QUELLE =>
■ ■ ■ ■ ■

Kerstin Groeper

„Ich habe mich schon immer für Indianer interessiert“

12.2012 Die Histo-Couch im Interview mit Kerstin Groeper über Indianer, Karl May und die Kritik von Indianern an ihren Romanen.

Histo-Couch: Frau Groeper, hängt über Ihrem Bett ein Traumfänger?

Kerstin Groeper: Nein! Ich habe zwar indianische Artefakte, aber die nehme ich eher in Schulen als Anschauungsmaterial mit.

Histo-Couch: Sie haben schon mehrere historische Indianer-Romane veröffentlicht. Wie kommt es zu dieser doch eher ungewöhnlichen Kombination?

■ ■ ■ ■ ■

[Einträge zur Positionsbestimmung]
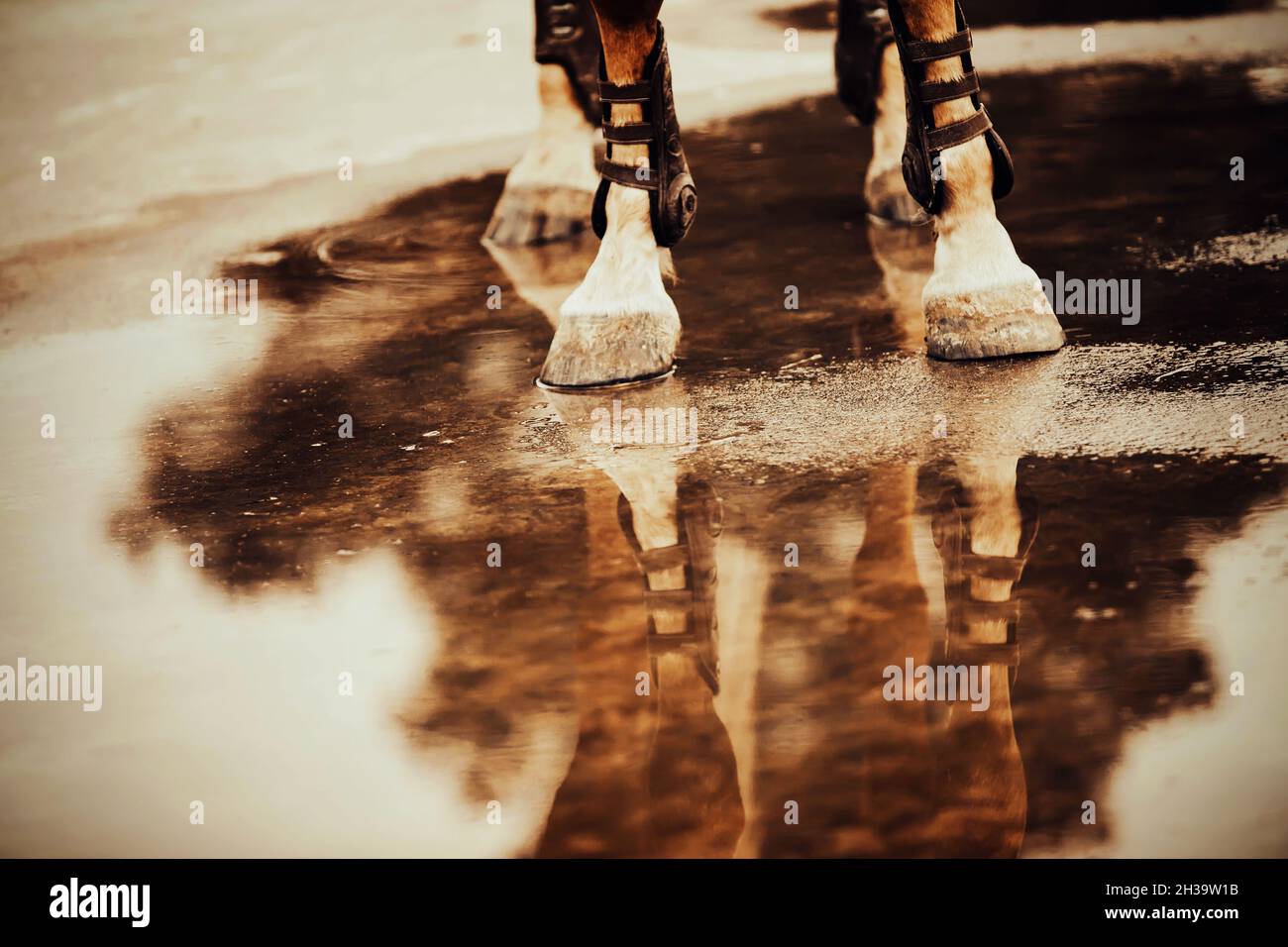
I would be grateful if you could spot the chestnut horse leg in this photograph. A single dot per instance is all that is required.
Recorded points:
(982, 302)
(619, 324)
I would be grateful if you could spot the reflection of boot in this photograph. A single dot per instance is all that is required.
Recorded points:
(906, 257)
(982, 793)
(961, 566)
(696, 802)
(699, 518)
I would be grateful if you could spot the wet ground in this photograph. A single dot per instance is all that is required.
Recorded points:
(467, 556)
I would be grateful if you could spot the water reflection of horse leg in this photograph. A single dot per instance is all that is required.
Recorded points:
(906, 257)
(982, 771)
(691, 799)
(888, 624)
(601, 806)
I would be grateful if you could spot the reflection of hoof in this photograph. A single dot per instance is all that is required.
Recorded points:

■ ■ ■ ■ ■

AUFGABENSTELLUNG =>
**1.** Wohin nimmt Kerstin Groeper laut dem Interview ihre indianischen Artefakte eher mit, und wozu?
**2.** Führen Sie das Interview mit Kerstin Groeper nach der letzten Frage fort.
Die Einträge werden für die Bearbeitung nicht gebraucht.

LÖSUNGEN =>
**1.** In Schulen, als Anschauungsmaterial.

**2.**
Kerstin Groeper: Ich habe mich immer schon für dieses Thema interessiert. Anfangs natürlich Karl May oder Liselotte Welskopf Henrich. Dann hat mein Vater einen Roman über Deutsche Auswanderer in Texas geschrieben, in dem auch Comanchen vorkamen. Ich habe mit ihm gestritten, weil er die Comanchen so grausam beschrieben hat. Ich habe das nie geglaubt und wollte ihm dann beweisen, dass ich Recht habe.

Histo-Couch: Und wie haben Sie das gemacht?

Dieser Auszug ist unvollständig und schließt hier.